Named region outline data
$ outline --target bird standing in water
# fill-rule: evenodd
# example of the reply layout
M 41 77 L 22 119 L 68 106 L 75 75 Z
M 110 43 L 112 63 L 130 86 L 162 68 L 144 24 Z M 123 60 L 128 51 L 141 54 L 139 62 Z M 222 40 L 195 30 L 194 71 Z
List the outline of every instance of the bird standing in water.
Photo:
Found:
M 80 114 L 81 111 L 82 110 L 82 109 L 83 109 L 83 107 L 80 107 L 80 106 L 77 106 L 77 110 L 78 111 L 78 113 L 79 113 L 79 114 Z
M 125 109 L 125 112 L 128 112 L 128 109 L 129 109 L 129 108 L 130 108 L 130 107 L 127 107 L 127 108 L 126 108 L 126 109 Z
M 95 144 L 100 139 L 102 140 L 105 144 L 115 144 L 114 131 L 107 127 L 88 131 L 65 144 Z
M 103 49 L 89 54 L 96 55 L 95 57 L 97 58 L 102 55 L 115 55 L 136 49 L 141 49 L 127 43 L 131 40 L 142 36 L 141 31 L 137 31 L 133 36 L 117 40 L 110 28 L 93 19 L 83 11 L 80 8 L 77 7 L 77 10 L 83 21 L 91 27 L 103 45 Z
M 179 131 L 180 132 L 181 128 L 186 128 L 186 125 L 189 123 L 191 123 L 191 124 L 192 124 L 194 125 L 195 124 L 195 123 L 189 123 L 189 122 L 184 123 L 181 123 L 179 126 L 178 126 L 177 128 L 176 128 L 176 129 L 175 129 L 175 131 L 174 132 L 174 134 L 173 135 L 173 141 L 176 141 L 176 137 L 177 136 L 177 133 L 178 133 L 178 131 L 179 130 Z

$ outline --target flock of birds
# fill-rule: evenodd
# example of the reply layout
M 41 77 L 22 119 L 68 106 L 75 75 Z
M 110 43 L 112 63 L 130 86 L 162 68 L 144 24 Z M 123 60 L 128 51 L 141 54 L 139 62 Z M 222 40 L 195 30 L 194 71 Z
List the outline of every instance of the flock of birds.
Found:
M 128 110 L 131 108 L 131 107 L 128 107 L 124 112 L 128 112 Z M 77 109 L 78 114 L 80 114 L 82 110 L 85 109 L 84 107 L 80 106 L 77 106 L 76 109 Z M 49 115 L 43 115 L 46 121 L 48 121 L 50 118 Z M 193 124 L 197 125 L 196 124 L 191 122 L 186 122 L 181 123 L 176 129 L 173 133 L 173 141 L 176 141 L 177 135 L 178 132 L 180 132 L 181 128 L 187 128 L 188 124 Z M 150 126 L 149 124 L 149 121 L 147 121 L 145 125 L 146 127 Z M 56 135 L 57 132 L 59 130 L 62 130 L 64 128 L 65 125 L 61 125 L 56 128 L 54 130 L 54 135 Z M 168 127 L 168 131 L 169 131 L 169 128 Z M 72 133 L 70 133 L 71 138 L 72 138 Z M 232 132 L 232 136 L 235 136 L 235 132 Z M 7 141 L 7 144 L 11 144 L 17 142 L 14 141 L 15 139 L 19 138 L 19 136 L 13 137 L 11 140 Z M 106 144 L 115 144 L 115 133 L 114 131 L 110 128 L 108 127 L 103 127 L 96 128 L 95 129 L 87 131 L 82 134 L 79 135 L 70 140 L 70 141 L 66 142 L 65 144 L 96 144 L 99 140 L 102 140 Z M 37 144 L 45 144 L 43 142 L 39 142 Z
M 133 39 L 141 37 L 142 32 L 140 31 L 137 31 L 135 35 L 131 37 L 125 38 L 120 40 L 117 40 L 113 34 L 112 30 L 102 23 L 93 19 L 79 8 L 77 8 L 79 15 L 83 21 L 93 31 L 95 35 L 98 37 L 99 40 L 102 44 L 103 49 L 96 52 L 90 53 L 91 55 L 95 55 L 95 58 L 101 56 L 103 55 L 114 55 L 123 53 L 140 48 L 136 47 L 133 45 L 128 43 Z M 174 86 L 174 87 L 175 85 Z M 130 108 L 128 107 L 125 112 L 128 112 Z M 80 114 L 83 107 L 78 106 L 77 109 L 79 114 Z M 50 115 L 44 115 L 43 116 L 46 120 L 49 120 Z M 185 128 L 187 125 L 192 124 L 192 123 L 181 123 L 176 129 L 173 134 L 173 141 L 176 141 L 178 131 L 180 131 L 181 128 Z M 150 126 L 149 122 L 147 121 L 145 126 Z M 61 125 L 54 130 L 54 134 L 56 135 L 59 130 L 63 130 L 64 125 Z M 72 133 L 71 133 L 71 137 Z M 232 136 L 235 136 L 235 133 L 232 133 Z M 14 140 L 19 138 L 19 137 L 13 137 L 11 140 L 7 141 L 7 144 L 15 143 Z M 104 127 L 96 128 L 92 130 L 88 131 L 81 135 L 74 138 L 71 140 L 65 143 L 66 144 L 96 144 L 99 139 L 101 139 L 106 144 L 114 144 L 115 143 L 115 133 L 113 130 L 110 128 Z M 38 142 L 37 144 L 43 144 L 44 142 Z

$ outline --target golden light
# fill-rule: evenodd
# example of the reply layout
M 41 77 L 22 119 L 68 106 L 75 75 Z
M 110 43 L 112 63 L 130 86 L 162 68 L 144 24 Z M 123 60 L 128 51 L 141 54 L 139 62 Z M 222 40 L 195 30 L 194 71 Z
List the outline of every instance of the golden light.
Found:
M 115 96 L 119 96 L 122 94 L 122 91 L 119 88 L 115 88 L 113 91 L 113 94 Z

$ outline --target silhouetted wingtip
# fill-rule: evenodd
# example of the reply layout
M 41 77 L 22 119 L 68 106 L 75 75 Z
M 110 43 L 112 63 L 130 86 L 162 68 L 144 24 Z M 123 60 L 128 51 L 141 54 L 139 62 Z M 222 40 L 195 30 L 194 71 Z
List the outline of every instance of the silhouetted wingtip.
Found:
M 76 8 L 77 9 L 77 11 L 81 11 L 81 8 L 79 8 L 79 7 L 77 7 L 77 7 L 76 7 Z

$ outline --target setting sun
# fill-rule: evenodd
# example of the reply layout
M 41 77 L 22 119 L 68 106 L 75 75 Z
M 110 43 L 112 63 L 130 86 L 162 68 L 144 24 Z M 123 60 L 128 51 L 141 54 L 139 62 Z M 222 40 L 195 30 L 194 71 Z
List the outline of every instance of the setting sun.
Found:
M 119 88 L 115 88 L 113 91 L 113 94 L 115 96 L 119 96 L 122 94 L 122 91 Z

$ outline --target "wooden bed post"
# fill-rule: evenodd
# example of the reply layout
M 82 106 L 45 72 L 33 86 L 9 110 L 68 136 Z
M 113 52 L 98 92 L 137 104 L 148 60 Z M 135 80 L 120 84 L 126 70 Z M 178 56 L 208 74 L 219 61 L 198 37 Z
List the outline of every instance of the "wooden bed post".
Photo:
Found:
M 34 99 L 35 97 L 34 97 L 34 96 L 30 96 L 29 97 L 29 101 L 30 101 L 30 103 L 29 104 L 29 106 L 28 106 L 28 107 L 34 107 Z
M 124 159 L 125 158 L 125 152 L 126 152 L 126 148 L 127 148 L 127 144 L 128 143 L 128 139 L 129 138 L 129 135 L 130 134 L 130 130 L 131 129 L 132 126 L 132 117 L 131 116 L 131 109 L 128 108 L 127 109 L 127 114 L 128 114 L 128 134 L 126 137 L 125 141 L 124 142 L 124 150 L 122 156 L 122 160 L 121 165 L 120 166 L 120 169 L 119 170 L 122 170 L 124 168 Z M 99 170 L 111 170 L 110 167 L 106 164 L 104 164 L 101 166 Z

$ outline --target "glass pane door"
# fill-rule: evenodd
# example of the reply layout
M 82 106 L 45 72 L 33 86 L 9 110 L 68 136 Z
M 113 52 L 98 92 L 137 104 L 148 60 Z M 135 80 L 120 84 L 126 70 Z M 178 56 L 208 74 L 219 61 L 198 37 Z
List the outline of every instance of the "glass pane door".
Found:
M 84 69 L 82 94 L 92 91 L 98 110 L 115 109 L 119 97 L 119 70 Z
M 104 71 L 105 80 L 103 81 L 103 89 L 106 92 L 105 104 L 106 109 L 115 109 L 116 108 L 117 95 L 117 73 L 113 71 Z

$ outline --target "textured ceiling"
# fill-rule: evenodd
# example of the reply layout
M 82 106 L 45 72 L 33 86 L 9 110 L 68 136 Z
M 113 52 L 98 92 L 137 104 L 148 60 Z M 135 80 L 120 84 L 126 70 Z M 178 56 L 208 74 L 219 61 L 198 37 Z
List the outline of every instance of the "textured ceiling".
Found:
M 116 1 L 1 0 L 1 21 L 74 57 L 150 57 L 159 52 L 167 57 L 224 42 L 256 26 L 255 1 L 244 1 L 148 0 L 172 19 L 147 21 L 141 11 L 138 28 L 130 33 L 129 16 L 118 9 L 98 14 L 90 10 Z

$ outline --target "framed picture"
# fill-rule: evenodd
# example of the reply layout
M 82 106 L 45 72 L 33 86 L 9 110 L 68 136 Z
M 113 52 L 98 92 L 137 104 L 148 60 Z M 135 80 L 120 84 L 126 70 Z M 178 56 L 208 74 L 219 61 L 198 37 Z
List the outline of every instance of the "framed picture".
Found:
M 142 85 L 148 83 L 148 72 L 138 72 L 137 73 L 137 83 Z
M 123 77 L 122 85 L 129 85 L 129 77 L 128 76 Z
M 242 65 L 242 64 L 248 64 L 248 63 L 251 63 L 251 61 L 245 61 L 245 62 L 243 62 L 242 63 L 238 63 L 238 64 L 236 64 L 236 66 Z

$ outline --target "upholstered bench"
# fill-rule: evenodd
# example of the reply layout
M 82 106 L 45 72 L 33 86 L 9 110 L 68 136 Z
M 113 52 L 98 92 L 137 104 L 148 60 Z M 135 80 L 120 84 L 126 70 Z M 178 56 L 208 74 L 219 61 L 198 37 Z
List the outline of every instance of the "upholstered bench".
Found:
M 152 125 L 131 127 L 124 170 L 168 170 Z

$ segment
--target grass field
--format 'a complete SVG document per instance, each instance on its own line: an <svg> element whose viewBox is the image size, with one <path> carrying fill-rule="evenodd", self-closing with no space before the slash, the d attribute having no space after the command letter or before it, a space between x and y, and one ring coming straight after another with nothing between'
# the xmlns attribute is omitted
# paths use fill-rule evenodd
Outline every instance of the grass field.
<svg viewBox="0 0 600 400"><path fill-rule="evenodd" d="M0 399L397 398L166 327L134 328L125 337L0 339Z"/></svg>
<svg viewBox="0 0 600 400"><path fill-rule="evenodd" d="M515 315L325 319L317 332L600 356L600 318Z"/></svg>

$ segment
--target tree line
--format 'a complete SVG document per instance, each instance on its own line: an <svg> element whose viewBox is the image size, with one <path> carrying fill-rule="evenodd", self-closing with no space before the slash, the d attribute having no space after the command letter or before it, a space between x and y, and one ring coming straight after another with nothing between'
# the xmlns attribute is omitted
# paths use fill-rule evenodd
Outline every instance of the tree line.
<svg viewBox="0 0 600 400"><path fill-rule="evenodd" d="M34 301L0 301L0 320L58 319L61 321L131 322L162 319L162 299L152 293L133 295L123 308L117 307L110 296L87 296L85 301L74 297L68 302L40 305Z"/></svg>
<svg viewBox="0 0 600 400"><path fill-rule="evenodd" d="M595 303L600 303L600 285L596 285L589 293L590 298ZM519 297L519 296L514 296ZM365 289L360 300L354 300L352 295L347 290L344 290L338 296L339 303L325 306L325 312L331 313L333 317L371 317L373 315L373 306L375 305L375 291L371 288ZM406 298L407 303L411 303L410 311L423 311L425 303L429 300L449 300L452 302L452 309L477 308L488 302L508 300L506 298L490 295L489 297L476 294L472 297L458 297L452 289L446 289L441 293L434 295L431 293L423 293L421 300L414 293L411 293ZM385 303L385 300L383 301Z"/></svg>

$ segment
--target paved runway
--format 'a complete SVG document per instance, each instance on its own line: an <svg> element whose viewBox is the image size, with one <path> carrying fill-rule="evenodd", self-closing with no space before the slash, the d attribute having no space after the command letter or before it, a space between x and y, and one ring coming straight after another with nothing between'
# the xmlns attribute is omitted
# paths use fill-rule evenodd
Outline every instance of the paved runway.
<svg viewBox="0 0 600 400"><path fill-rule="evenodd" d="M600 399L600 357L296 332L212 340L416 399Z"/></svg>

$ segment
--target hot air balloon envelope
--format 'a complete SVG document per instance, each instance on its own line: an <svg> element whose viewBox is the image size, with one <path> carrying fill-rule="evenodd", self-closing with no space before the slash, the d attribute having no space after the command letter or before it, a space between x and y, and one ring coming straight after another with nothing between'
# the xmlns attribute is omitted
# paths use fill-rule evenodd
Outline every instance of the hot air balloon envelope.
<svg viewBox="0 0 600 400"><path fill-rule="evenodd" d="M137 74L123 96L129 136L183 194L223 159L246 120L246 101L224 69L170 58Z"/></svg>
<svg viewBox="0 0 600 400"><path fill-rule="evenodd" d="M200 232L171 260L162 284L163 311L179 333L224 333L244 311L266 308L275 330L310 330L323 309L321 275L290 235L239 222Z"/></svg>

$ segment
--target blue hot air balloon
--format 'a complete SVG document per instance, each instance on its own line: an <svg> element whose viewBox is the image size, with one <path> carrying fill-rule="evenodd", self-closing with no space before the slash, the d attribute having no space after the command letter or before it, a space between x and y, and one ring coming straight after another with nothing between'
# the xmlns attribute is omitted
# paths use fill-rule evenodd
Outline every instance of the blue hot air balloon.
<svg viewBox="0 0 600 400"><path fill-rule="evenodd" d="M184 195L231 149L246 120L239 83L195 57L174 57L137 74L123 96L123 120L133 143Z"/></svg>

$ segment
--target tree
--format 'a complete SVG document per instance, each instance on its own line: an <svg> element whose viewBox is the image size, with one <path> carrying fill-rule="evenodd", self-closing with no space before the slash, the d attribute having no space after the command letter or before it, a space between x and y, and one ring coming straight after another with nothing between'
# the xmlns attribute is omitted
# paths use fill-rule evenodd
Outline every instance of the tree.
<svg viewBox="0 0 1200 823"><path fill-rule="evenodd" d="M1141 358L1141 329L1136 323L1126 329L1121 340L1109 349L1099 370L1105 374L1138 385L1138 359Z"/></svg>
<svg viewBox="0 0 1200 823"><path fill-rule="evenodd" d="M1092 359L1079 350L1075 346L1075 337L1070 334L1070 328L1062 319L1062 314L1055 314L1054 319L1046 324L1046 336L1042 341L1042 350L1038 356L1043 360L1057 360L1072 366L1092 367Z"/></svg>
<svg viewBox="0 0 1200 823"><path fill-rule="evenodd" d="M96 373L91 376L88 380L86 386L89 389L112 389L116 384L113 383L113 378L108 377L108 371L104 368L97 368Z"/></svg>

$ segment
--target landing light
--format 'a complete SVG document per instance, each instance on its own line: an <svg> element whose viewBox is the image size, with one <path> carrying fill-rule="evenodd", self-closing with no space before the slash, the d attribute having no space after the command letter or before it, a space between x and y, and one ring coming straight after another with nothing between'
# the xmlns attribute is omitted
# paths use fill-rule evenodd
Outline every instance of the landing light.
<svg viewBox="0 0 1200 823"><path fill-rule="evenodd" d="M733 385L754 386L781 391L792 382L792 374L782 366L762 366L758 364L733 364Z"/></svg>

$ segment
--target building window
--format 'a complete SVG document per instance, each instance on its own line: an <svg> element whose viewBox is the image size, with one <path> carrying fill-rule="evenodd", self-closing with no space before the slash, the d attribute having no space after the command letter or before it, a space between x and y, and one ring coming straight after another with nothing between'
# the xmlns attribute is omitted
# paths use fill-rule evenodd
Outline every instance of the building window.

Task to carry out
Arrange everything from the start of the data down to the line containing "M 80 114 L 81", with both ends included, as a Markdown table with columns headed "No." and "Line", numbering each line in order and skipping any blank lines.

Result of this task
| No. | Line |
|---|---|
| 1 | $ outline --target bird standing in water |
| 2 | # fill-rule: evenodd |
| 3 | # example of the reply layout |
| 4 | M 41 77 L 22 119 L 68 106 L 75 75 Z |
| 5 | M 110 43 L 112 63 L 130 86 L 162 68 L 144 24 Z M 123 60 L 128 51 L 141 54 L 139 62 Z M 222 40 L 195 30 L 194 71 Z |
| 6 | List the outline of every instance of the bird standing in water. |
| 7 | Photo: |
| 8 | Found: |
| 9 | M 80 114 L 81 111 L 82 110 L 82 109 L 83 109 L 83 107 L 80 107 L 80 106 L 77 106 L 77 110 L 78 111 L 78 113 L 79 113 L 79 114 Z |